## Start TASK DATA
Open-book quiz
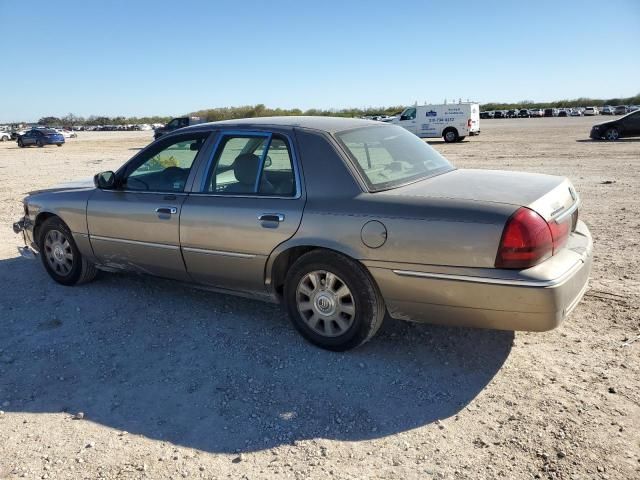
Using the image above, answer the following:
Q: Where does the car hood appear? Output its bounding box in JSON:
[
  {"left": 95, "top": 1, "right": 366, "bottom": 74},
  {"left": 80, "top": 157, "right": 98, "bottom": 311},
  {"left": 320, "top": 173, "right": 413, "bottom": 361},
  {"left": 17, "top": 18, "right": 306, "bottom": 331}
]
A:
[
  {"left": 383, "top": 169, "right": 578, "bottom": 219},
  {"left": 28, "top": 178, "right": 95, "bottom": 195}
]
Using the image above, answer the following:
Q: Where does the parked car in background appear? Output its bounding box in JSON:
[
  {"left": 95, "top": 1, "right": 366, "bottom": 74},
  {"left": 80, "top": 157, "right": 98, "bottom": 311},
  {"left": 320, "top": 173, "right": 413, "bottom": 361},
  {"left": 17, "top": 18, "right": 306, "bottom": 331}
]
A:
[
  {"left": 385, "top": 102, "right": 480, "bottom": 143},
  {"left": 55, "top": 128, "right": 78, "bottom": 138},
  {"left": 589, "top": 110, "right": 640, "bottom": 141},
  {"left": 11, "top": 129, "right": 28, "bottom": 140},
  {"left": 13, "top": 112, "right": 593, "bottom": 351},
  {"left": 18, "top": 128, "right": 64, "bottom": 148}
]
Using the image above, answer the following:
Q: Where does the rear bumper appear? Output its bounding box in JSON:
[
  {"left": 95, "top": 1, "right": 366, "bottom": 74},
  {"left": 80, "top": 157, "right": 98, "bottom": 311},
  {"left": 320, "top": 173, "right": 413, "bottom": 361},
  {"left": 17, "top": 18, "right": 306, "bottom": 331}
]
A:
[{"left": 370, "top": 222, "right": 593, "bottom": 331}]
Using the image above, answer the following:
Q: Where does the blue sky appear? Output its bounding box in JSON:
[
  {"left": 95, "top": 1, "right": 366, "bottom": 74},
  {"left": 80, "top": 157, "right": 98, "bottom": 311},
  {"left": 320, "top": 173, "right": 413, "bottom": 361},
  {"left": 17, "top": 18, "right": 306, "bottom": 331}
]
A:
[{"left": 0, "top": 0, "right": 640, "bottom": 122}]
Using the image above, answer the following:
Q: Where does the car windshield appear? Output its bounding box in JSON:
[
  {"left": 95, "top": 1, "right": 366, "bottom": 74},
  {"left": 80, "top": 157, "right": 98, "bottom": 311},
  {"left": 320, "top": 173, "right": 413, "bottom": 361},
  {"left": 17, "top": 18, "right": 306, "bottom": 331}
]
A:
## End TASK DATA
Return each line above that contains the string "Output".

- ANSWER FOR THIS EXERCISE
Q: Where does the car hood appear? Output its bounding box in JSON:
Q: Where does the parked car in background appear? Output its bounding box in JSON:
Q: Where does the rear bumper appear? Output its bounding box in JSON:
Q: Where does the blue sky appear? Output its bounding box in JSON:
Q: Where does the car windshield appear? Output its bounding box in JSON:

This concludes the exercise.